=== Extract ===
Skip to content

range42/gh-repo-organizer

Folders and files

NameName
Last commit message
Last commit date

Latest commit

 

History

15 Commits
 
 
 
 
 
 
 
 
 
 

GitHub Organization Repository Cloner

GitHub Organization Repository Cloner - Automatically clone and audit all repositories from a GitHub organization with comprehensive standards compliance checking.

A powerful bash script for cloning and auditing all repositories from a GitHub organization. Automatically organizes repositories into public and private directories, with comprehensive sanity checks for repository standards compliance.

Features

  • Mass Repository Cloning: Clone all accessible repositories from any GitHub organization
  • Smart Organization: Automatically separates public and private repositories into dedicated directories
  • Automatic Updates: Existing repositories are automatically updated with git pull
  • Authentication Aware: Works with or without GitHub authentication (limited to public repos when unauthenticated)
=== Given data ===
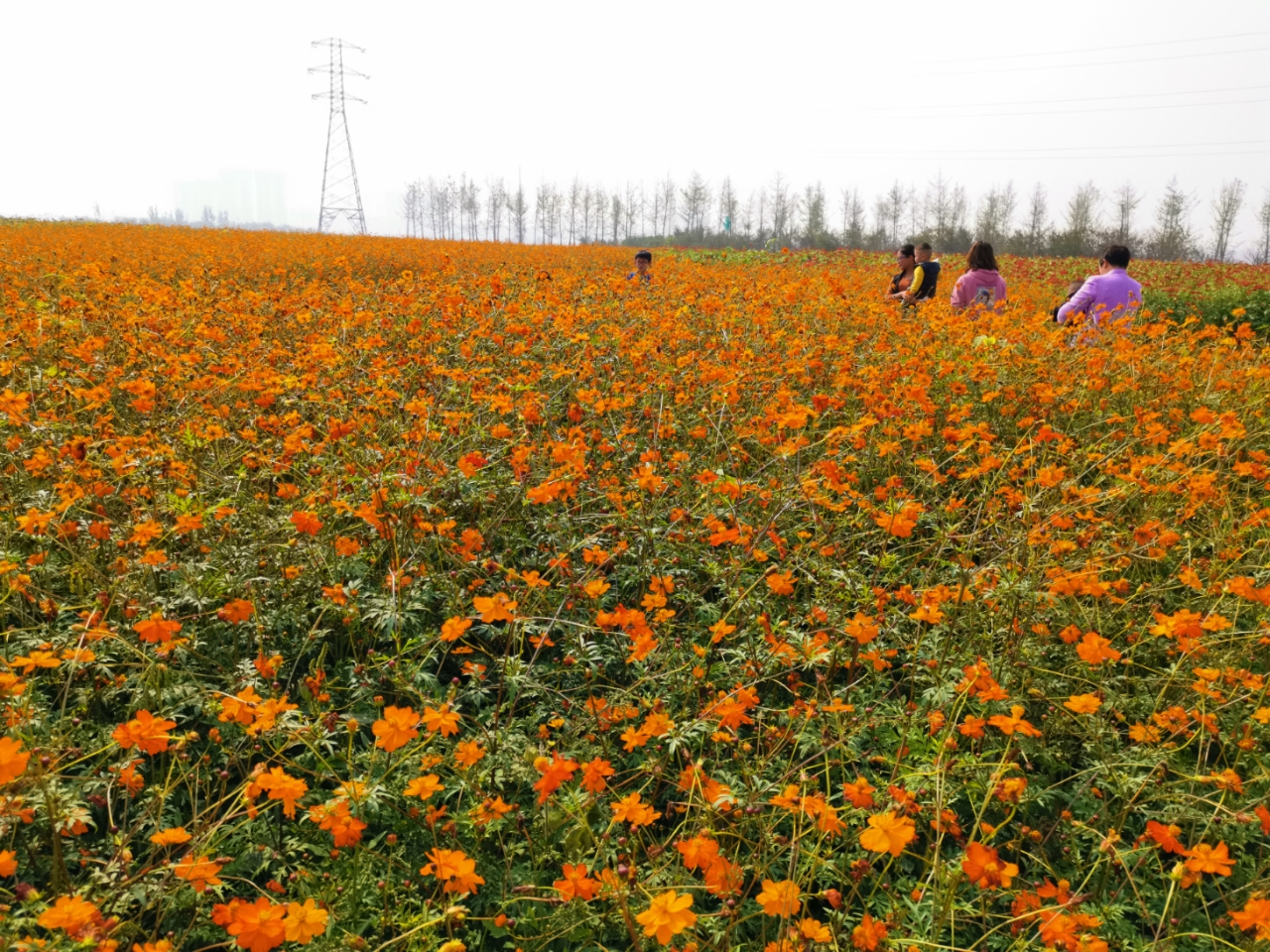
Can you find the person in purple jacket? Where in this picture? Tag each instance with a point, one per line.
===
*Directions*.
**A)** From the repository cloner page, copy out the passage that begins at the words "GitHub Organization Repository Cloner - Automatically" and stops after the words "repos when unauthenticated)".
**B)** According to the repository cloner page, which git command updates repositories that already exist?

*Set of answers*.
**A)**
GitHub Organization Repository Cloner - Automatically clone and audit all repositories from a GitHub organization with comprehensive standards compliance checking.

A powerful bash script for cloning and auditing all repositories from a GitHub organization. Automatically organizes repositories into public and private directories, with comprehensive sanity checks for repository standards compliance.

Features

  • Mass Repository Cloning: Clone all accessible repositories from any GitHub organization
  • Smart Organization: Automatically separates public and private repositories into dedicated directories
  • Automatic Updates: Existing repositories are automatically updated with git pull
  • Authentication Aware: Works with or without GitHub authentication (limited to public repos when unauthenticated)

**B)** git pull